• What the task asks:
Output only these lines, set down exactly: the one containing "of the porch" and each line after it through the end of the records.

(Record excerpts Opens)

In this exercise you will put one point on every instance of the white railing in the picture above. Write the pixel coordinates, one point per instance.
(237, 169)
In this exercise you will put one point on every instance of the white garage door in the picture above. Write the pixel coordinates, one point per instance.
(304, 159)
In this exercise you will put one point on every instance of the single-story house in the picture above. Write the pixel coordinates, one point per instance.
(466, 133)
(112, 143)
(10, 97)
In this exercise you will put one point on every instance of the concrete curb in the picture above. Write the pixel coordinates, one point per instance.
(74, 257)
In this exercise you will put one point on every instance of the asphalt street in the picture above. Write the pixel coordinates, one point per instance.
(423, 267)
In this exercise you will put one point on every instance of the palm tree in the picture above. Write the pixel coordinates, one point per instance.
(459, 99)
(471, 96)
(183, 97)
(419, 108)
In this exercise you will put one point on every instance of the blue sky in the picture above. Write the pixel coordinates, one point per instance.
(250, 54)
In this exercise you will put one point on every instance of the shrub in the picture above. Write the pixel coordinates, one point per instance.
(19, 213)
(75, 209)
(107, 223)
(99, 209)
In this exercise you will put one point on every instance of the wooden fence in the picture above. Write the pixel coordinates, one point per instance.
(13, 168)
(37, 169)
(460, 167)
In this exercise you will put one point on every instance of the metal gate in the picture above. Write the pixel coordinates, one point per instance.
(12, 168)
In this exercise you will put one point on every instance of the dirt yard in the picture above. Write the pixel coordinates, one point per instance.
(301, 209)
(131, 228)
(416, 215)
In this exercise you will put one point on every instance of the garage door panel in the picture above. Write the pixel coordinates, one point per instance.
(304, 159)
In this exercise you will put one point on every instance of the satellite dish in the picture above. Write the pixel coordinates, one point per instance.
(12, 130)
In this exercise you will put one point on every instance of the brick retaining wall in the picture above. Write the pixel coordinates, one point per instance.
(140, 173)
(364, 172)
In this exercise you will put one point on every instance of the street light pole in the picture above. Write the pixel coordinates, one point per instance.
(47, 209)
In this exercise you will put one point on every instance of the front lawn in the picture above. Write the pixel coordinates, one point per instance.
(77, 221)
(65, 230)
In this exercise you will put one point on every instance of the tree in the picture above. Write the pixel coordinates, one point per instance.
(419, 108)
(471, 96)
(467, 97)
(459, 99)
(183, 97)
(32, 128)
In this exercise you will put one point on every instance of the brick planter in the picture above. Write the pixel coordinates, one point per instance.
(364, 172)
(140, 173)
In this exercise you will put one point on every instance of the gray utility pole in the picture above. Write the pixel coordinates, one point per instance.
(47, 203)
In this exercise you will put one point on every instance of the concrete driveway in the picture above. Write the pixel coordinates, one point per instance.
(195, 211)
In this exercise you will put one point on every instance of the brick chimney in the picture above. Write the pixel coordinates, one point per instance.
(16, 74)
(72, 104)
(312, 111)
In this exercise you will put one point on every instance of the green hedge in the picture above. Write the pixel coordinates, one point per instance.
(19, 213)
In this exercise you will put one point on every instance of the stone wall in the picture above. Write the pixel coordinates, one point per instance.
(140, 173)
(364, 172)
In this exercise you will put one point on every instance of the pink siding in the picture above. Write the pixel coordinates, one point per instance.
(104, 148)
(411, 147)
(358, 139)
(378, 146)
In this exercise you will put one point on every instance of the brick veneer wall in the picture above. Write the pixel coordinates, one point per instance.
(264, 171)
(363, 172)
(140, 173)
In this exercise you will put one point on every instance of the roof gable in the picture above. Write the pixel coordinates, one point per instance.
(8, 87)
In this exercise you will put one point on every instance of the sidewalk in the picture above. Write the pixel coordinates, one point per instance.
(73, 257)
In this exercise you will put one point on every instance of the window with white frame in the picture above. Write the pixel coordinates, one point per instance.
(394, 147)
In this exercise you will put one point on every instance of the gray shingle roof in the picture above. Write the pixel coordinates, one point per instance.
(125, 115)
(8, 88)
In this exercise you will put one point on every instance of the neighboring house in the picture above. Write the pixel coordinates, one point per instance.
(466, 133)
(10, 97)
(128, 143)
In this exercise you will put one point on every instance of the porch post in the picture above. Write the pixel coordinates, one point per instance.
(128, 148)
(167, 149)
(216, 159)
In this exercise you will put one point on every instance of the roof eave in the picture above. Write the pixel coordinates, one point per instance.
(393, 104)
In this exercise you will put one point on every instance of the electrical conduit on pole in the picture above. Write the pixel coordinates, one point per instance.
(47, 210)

(Record excerpts Closes)

• Response to the task:
In this exercise you will put one point on every instance of the porch post in the picture above. Write the pixel coordinates, one point per instance.
(128, 148)
(167, 149)
(216, 159)
In this exercise you will put one point on every instance of the roof eave in the picture above. Write the pixel coordinates, one point per instance.
(393, 104)
In this exercise you will put one point on every instance of the electrical conduit on pole in the picture above. Write the pixel coordinates, one point per instance.
(47, 210)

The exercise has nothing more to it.